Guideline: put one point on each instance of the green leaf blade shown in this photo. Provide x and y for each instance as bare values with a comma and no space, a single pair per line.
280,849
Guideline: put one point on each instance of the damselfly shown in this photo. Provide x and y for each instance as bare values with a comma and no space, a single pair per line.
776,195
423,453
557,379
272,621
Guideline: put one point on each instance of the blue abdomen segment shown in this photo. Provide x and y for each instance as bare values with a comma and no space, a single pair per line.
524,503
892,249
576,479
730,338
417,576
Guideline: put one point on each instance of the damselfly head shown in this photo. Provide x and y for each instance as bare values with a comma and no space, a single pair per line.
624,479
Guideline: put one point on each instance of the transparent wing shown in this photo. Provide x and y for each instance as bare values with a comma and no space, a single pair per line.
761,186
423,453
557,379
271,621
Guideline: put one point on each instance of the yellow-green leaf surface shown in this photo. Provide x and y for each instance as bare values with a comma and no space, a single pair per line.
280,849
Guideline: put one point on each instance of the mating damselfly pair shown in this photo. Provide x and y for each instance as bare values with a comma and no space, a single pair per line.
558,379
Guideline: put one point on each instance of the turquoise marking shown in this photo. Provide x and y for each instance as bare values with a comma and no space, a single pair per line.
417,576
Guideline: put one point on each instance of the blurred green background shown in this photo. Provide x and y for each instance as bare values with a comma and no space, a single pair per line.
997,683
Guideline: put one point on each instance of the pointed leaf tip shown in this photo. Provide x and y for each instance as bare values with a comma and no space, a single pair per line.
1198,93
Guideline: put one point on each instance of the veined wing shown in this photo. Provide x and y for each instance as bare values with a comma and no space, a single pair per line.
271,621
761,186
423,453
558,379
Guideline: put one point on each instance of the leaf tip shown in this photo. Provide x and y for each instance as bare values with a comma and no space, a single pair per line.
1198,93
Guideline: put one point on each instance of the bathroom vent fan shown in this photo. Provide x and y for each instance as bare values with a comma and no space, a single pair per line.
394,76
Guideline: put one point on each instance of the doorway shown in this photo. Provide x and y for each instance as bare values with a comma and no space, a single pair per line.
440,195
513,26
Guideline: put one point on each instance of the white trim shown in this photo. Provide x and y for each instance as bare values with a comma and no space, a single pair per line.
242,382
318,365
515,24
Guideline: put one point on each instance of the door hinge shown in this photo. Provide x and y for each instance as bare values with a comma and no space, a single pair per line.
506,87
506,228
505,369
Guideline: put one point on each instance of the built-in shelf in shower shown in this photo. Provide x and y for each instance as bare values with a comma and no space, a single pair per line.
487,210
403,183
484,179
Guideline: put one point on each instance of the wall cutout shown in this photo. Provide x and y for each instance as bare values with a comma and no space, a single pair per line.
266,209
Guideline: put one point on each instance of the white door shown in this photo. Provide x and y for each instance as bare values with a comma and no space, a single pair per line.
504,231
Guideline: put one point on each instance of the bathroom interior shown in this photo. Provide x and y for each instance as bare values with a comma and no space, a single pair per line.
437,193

_Description of the task_.
Copy out the material exactly, from the line containing "the bathroom interior" through the end of the material.

_Exercise result_.
Guideline: put one point on each instance of the bathroom interior shown in this photo. Provide x and y for each instance as bare values with a comma and no space, a single pair per line.
437,193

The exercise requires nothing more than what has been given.